[STATED TASK] Retype exactly the lines from the one containing "notation: point(286, 228)." through the last line of the records below, including both, and leave out any pictures.

--- start DATA RECORDS ---

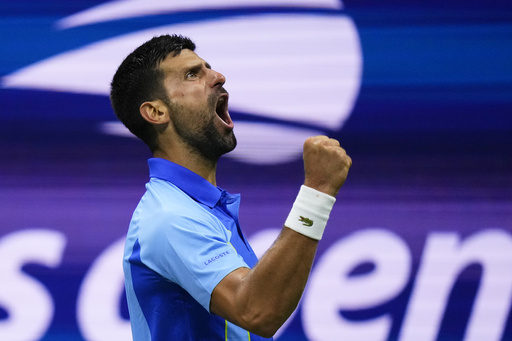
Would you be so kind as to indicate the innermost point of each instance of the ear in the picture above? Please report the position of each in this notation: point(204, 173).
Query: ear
point(155, 112)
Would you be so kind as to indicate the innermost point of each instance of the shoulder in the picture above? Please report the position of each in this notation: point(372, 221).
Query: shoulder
point(165, 210)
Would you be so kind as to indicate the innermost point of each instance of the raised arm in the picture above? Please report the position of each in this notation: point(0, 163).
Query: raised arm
point(261, 299)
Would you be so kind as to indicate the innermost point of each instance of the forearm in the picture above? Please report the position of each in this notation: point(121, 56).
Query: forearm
point(274, 287)
point(261, 299)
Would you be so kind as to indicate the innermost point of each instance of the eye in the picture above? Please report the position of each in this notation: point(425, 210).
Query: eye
point(191, 74)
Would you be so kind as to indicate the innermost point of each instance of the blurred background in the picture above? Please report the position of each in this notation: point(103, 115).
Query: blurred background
point(419, 245)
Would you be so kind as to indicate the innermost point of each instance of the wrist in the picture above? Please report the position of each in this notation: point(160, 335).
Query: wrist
point(310, 212)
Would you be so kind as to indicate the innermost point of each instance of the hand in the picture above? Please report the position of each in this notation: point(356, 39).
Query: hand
point(326, 164)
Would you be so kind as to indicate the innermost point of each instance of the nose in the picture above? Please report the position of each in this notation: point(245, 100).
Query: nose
point(218, 78)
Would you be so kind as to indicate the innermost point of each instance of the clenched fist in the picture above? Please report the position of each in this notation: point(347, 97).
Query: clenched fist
point(326, 164)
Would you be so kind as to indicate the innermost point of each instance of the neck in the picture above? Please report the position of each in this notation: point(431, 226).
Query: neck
point(193, 162)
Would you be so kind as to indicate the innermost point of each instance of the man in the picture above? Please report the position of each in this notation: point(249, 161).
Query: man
point(189, 272)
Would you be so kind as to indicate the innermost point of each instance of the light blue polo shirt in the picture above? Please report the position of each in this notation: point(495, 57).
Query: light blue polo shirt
point(183, 239)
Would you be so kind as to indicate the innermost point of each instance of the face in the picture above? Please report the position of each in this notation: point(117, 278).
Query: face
point(198, 105)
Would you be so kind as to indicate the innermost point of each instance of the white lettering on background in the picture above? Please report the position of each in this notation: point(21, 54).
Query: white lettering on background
point(28, 303)
point(331, 289)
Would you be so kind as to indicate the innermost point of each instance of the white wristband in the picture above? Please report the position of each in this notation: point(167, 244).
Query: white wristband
point(310, 212)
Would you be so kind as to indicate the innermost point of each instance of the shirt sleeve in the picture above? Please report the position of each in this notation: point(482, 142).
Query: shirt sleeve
point(189, 246)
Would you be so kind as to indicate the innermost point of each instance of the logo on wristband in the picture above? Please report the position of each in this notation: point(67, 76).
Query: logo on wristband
point(306, 221)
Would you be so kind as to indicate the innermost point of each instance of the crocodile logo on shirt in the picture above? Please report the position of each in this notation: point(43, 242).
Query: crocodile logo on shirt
point(306, 221)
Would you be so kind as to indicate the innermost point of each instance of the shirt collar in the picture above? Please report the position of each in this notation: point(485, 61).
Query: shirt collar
point(189, 182)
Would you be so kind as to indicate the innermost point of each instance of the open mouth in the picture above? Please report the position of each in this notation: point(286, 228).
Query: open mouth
point(222, 109)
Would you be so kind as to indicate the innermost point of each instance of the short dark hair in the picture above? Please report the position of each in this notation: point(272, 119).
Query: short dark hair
point(139, 79)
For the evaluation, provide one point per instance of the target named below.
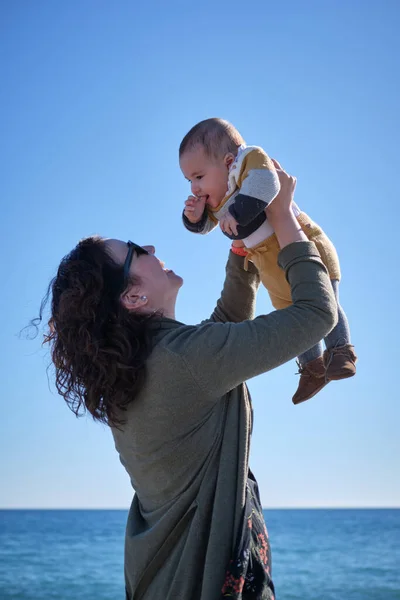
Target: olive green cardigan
(185, 444)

--- end DATA RECORDS ---

[WRITTEN ANSWER]
Would you be so kind as to indicate the innermost point of each instance of the open mouth in the picture above? Please report the position of each in this notation: point(286, 228).
Query: open mouth
point(222, 109)
Would you be so kind as to indicate the innermost point of each instance of the short dark hair in the picture above? Please report the position of each in this notation: point(272, 119).
Query: short dark hair
point(139, 79)
For the evaluation, provide one point per instance of the target named below.
Target: olive green cardigan
(185, 444)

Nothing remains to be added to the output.